Required actions:
- a) Reproduce the criminal law glossary word for word from "Cyber Crime A" to "otherwise have performed.".
- b) Resume the criminal law glossary after its last entry, adding further terms in the same format.

Passage shown:
* START *

Chapter 6
Actus Reus A guilty (prohibited) act. The commission of a prohibited act is one of the two essential elements required for criminal liability, the other element being the intent to commit a crime.
Mens Rea Mental state, or intent. Normally, a wrongful mental state is as necessary as a wrongful act to establish criminal liability. What constitutes such a mental state varies according to the wrongful action. Thus, for murder, the mens rea is the intent to take a life.
Arson The intentional burning of another’s building. Some statutes have expanded this to include any real property regardless of ownership and the destruction of property by other means—for example, by explosion.
Beyond a Reasonable Doubt The standard of proof used in criminal cases. If there is any reasonable doubt that a criminal defendant committed the crime with which she or he has been charged, then the verdict must be “not guilty.”
Botnet A network of computers that have been appropriated without the knowledge of their owners and used to spread harmful programs via the Internet; short for robot network.
Burglary The unlawful entry or breaking into a building with the intent to commit a felony. (Some state statutes expand this to include the intent to commit any crime.)
Computer Crime Any wrongful act that is directed against computers and computer parts or that involves the wrongful use or abuse of computers or software.
Crime A wrong against society set forth in a statute and, if committed, punishable by society through fines and/or imprisonment—and, in some cases, death.
Cyber Crime A crime that occurs online, in the virtual community of the Internet, as opposed to the physical world.
Cyber Fraud Any misrepresentation knowingly made over the Internet with the intention of deceiving another and on which a reasonable person would and does rely to his or her detriment.
Cyberterrorist A person who uses the Internet to attack or sabotage businesses and government agencies with the purpose of disrupting infrastructure systems.
Double Jeopardy A situation occurring when a person is tried twice for the same criminal offense; prohibited by the Fifth Amendment to the U.S. Constitution.
Duress Unlawful pressure brought to bear on a person, causing the person to perform an act that she or he would not otherwise have performed.

* END *

Location labeling records:

* START *

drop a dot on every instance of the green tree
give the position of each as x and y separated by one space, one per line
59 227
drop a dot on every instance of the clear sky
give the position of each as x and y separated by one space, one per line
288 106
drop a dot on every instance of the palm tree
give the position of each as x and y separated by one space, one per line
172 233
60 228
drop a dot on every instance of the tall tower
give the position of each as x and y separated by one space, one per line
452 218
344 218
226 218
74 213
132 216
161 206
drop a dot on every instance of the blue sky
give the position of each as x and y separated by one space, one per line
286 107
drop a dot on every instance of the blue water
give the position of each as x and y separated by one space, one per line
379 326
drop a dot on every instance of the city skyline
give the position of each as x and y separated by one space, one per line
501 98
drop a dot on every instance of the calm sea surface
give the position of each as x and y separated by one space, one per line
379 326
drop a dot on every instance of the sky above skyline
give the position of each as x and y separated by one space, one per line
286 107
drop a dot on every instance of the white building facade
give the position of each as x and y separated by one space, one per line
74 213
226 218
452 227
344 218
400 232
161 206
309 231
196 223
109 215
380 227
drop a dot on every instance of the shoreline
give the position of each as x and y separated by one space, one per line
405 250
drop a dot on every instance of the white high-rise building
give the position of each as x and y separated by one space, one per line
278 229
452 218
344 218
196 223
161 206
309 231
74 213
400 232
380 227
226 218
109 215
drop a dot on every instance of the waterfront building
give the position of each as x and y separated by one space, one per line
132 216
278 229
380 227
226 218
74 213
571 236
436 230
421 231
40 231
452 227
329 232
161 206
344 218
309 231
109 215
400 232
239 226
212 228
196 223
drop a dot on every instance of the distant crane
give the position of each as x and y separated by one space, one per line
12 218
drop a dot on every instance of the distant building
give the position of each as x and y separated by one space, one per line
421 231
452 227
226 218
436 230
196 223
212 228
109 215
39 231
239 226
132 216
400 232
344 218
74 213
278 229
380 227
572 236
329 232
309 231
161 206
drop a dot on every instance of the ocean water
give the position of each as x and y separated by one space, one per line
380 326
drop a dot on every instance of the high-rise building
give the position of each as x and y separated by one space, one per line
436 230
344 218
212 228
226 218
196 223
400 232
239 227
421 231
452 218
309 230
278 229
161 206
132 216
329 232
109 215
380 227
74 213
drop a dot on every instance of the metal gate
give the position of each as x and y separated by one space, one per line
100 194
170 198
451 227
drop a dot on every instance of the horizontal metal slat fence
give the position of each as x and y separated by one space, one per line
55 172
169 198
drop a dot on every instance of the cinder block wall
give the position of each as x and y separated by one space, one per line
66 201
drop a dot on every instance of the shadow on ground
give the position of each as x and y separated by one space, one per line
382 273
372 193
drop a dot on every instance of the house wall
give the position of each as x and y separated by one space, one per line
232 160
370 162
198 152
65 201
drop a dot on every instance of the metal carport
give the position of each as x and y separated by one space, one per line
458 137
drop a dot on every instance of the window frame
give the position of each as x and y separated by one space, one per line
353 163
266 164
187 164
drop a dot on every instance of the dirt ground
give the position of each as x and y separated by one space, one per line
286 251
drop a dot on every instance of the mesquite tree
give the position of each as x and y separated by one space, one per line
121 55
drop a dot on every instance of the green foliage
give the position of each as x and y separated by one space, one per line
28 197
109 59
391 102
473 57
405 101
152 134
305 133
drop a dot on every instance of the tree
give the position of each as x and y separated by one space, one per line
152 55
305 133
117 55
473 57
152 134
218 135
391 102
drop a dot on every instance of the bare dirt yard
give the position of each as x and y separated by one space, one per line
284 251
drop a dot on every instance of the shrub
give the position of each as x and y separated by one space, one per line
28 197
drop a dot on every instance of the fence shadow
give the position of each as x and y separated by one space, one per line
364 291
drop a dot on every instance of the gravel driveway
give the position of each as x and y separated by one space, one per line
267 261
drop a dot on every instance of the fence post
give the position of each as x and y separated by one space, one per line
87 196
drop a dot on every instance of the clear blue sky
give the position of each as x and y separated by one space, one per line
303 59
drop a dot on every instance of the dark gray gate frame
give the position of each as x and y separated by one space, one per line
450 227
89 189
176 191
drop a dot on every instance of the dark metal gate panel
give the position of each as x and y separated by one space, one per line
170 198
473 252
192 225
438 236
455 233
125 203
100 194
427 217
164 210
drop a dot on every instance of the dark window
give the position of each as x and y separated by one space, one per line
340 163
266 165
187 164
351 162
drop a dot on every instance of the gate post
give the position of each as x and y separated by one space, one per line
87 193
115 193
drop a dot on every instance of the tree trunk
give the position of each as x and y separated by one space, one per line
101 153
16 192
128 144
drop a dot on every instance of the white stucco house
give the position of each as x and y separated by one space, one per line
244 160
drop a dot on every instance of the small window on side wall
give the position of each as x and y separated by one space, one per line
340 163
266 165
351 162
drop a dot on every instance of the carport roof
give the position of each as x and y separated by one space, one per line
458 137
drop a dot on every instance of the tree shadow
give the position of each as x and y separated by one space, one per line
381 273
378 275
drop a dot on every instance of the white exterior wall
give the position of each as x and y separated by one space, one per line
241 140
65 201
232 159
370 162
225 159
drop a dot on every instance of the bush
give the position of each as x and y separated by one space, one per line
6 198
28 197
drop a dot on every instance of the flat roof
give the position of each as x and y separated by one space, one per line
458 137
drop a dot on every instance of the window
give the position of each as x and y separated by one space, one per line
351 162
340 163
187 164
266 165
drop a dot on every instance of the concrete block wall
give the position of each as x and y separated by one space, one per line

* END *

Outputs:
- a)
Cyber Crime A crime that occurs online, in the virtual community of the Internet, as opposed to the physical world.
Cyber Fraud Any misrepresentation knowingly made over the Internet with the intention of deceiving another and on which a reasonable person would and does rely to his or her detriment.
Cyberterrorist A person who uses the Internet to attack or sabotage businesses and government agencies with the purpose of disrupting infrastructure systems.
Double Jeopardy A situation occurring when a person is tried twice for the same criminal offense; prohibited by the Fifth Amendment to the U.S. Constitution.
Duress Unlawful pressure brought to bear on a person, causing the person to perform an act that she or he would not otherwise have performed.

- b)
Embezzlement The fraudulent appropriation of funds or other property by a person to whom the funds or property has been entrusted.
Entrapment In criminal law, a defense in which the defendant claims that he or she was induced by a public official—usually an undercover agent or police officer—to commit a crime that he or she would not otherwise have committed.
Exclusionary Rule In criminal procedure, a rule under which any evidence that is obtained in violation of the accused’s rights guaranteed by the Fourth, Fifth, and Sixth Amendments to the U.S. Constitution, as well as any evidence derived from illegally obtained evidence, will not be admissible in court.
Felony A crime—such as arson, murder, rape, or robbery—that carries the most severe sanctions, ranging from one year in a state or federal prison to the death penalty.
Forgery The fraudulent making or altering of any writing in a way that changes the legal rights and liabilities of another.
Grand Jury A group of citizens called to decide, after hearing the state’s evidence, whether a reasonable basis (probable cause) exists for believing that a crime has been committed and that a trial ought to be held.
Hacker A person who uses one computer to break into another.
Identity Theft The theft of identity information, such as a person’s name, driver’s license number, or Social Security number. The information is then usually used to access the victim’s financial resources.
Indictment A charge by a grand jury that a named person has committed a crime.
Information A formal accusation or complaint (without an indictment) issued in certain types of actions (usually criminal actions involving lesser crimes) by a government prosecutor.
Larceny The wrongful taking and carrying away of another person’s personal property with the intent to permanently deprive the owner of the property. Some states classify larceny as either grand or petit, depending on the property’s value.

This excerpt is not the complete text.